**TASK TO CARRY OUT**
Convert the data into a JSON list of strings, one string per line, starting with the first line of the data and going on through the line that contains "778,247 -> 862,400". Skip blank lines and leave the pictures out of the answer.
## start ENTRIES SUPPLIED
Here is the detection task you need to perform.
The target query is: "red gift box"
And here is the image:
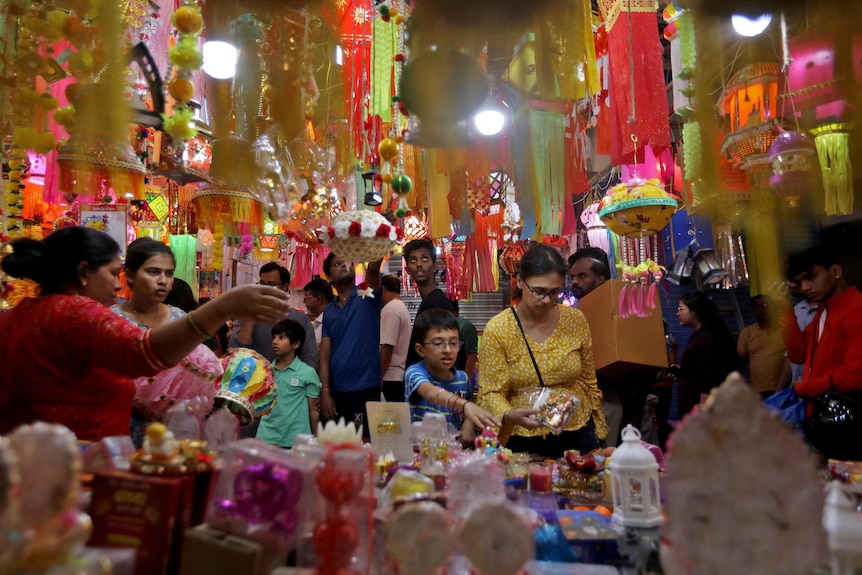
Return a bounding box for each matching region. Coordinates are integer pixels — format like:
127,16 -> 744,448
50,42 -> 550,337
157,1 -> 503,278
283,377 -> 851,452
87,471 -> 188,575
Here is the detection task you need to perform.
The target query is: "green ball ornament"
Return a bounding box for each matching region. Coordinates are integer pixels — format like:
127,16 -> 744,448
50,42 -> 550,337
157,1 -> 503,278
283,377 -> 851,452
390,174 -> 413,195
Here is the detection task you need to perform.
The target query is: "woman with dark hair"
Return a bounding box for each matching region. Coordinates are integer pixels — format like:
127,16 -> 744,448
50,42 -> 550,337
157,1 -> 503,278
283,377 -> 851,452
478,244 -> 608,457
676,291 -> 739,416
0,226 -> 288,441
111,238 -> 187,329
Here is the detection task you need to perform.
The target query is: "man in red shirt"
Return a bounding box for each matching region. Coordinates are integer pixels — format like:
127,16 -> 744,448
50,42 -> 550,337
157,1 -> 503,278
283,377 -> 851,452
778,247 -> 862,400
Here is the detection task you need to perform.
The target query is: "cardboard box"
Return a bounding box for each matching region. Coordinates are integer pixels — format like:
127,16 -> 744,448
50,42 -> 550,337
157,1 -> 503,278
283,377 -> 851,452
87,471 -> 189,575
180,525 -> 287,575
557,510 -> 620,563
580,280 -> 668,379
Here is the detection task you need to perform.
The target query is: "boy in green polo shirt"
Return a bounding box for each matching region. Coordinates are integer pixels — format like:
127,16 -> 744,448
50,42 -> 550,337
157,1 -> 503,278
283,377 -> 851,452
257,319 -> 322,448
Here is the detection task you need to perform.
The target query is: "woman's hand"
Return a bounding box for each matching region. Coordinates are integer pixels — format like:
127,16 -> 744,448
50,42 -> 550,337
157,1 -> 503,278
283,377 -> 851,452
503,408 -> 542,429
213,285 -> 290,323
464,401 -> 501,429
320,391 -> 338,421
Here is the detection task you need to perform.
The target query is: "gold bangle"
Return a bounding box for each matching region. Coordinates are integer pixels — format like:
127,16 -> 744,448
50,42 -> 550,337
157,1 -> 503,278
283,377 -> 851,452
186,312 -> 212,339
444,391 -> 455,409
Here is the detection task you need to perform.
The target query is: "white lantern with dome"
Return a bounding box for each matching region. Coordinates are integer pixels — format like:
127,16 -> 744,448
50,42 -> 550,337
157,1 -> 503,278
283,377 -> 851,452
609,425 -> 662,527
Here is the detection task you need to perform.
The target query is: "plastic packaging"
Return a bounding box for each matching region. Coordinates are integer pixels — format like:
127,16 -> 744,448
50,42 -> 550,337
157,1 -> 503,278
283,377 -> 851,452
512,387 -> 580,435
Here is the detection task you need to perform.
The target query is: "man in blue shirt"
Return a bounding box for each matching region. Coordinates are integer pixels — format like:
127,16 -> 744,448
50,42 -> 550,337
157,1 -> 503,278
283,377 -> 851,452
319,253 -> 382,438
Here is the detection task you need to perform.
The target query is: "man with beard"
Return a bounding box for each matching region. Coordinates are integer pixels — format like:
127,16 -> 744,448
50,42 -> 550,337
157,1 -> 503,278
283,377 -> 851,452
318,253 -> 382,438
569,248 -> 611,300
773,247 -> 862,401
401,239 -> 455,367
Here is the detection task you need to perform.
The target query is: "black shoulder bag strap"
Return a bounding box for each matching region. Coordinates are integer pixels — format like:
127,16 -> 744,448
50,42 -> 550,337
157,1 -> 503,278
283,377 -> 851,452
509,305 -> 545,387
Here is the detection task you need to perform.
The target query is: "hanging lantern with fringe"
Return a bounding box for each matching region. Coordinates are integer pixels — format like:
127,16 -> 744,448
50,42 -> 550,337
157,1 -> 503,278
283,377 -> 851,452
599,178 -> 677,317
192,137 -> 263,234
768,131 -> 817,208
57,84 -> 146,199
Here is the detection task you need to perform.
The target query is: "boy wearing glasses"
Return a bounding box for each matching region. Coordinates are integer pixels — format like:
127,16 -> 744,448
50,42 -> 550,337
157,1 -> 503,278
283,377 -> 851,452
404,309 -> 500,442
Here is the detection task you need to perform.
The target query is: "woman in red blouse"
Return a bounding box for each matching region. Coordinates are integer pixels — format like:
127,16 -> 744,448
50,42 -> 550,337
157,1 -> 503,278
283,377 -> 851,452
0,226 -> 288,441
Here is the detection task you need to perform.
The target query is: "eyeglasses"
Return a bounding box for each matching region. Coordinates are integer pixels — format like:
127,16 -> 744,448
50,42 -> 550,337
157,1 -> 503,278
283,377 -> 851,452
522,280 -> 566,301
422,339 -> 464,351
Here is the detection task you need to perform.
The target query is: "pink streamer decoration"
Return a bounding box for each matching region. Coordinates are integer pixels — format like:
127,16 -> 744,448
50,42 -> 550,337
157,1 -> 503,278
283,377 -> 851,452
617,284 -> 629,317
647,282 -> 658,309
291,244 -> 314,289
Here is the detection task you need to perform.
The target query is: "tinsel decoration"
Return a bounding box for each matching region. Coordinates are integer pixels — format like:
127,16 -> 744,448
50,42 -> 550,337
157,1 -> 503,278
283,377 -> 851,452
812,124 -> 855,216
212,222 -> 224,272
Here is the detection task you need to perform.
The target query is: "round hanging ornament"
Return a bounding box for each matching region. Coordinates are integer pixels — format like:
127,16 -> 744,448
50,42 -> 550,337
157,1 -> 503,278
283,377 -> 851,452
391,174 -> 413,195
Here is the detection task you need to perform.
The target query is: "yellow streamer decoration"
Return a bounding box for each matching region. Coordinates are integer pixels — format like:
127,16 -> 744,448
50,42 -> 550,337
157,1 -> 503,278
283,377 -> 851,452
814,132 -> 854,216
370,18 -> 397,122
425,151 -> 452,238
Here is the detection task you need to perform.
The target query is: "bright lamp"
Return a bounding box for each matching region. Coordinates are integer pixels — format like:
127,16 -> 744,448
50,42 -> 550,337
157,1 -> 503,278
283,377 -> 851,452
730,14 -> 772,38
203,40 -> 237,80
473,110 -> 506,136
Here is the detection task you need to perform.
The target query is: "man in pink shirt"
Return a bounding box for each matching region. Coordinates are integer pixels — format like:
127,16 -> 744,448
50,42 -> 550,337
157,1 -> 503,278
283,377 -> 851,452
380,274 -> 412,401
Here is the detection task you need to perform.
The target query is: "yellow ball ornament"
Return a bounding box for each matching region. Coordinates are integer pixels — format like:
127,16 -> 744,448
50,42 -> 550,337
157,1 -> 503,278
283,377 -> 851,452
168,76 -> 195,102
377,138 -> 398,162
171,6 -> 203,34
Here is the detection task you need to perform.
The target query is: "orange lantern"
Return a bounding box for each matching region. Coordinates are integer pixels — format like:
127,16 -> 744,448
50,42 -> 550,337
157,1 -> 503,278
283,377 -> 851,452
721,62 -> 778,170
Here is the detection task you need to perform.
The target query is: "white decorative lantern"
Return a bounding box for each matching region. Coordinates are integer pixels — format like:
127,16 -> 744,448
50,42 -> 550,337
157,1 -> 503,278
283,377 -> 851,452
610,425 -> 662,527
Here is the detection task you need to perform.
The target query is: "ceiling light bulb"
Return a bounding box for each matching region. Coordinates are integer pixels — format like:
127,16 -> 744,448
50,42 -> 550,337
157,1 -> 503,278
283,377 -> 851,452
730,14 -> 772,38
203,40 -> 237,80
474,110 -> 506,136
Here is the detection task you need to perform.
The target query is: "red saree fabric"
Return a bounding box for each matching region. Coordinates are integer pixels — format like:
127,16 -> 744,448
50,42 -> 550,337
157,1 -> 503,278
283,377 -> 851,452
0,295 -> 169,441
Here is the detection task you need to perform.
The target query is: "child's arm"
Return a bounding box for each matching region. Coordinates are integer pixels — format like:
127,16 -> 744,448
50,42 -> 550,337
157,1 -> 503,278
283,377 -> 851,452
416,381 -> 500,428
461,418 -> 476,447
308,397 -> 320,435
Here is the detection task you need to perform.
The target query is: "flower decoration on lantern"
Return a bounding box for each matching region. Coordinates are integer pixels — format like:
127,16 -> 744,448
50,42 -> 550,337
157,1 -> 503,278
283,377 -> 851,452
599,178 -> 677,317
500,182 -> 523,244
767,131 -> 817,208
318,210 -> 404,263
581,201 -> 610,253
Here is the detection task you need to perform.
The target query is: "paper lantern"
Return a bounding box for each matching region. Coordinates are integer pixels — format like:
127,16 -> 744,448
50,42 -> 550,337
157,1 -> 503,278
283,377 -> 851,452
767,131 -> 817,208
609,424 -> 662,527
599,179 -> 677,237
57,84 -> 146,198
215,348 -> 275,425
192,138 -> 263,233
500,242 -> 526,277
320,210 -> 404,263
721,62 -> 778,170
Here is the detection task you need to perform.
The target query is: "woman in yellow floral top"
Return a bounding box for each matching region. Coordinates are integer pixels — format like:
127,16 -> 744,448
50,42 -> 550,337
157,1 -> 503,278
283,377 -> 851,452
478,244 -> 607,457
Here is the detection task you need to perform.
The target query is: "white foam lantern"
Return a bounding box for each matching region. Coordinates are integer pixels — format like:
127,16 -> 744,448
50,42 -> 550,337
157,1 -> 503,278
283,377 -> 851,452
610,425 -> 662,527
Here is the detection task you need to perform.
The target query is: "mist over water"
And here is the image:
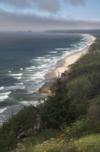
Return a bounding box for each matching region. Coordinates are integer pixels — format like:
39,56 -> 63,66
0,33 -> 89,123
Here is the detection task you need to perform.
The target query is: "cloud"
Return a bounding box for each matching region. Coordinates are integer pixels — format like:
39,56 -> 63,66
64,0 -> 86,6
0,0 -> 85,13
0,11 -> 100,31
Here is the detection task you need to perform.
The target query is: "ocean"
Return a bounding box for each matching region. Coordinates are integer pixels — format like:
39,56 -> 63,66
0,32 -> 93,124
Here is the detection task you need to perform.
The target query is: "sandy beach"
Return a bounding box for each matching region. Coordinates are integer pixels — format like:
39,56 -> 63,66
45,35 -> 96,80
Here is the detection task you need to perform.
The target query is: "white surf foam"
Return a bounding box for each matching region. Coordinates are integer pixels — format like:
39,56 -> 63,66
0,91 -> 11,102
0,86 -> 5,91
0,107 -> 7,114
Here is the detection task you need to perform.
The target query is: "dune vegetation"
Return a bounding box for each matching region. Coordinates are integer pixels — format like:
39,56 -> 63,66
## end ENTRIES SUPPLIED
**RESPONSE FOR THIS EXERCISE**
[
  "Here is the detection task you need to perform.",
  "The target query is: \"red gift box\"",
  "And here is the image:",
  "Return a bounding box for each matching region. Coordinates are integer pixels — format like:",
  "127,16 -> 744,448",
  "50,42 -> 550,337",
  "157,1 -> 503,278",
  "283,377 -> 851,452",
  "87,471 -> 188,575",
  "Here is the detection task you need to perform.",
  "The target query is: \"green ball ornament\"",
  "Return a bounding box for each matching region. Coordinates are integer pixels — format like:",
  "127,16 -> 744,448",
  "50,42 -> 550,337",
  "157,1 -> 503,278",
  "283,377 -> 851,452",
  "390,174 -> 413,195",
  "Here is the detection task you need to perform.",
  "The target query is: \"woman with dark hair\"",
  "Return a bounding box for each matching region. Coordinates are integer pixels — format like:",
  "127,16 -> 744,448",
  "50,42 -> 550,337",
  "157,1 -> 503,278",
  "283,377 -> 851,452",
  "478,244 -> 608,457",
  "676,291 -> 739,416",
  "0,226 -> 288,441",
  "111,238 -> 187,329",
  "Here is the detection task you need to perform.",
  "The target query is: \"man in red shirt\"",
  "Return a bounding box for each matching region. Coordinates are integer pixels — format like:",
  "127,16 -> 744,448",
  "50,42 -> 550,337",
  "157,1 -> 503,278",
  "283,377 -> 851,452",
  "778,247 -> 862,400"
]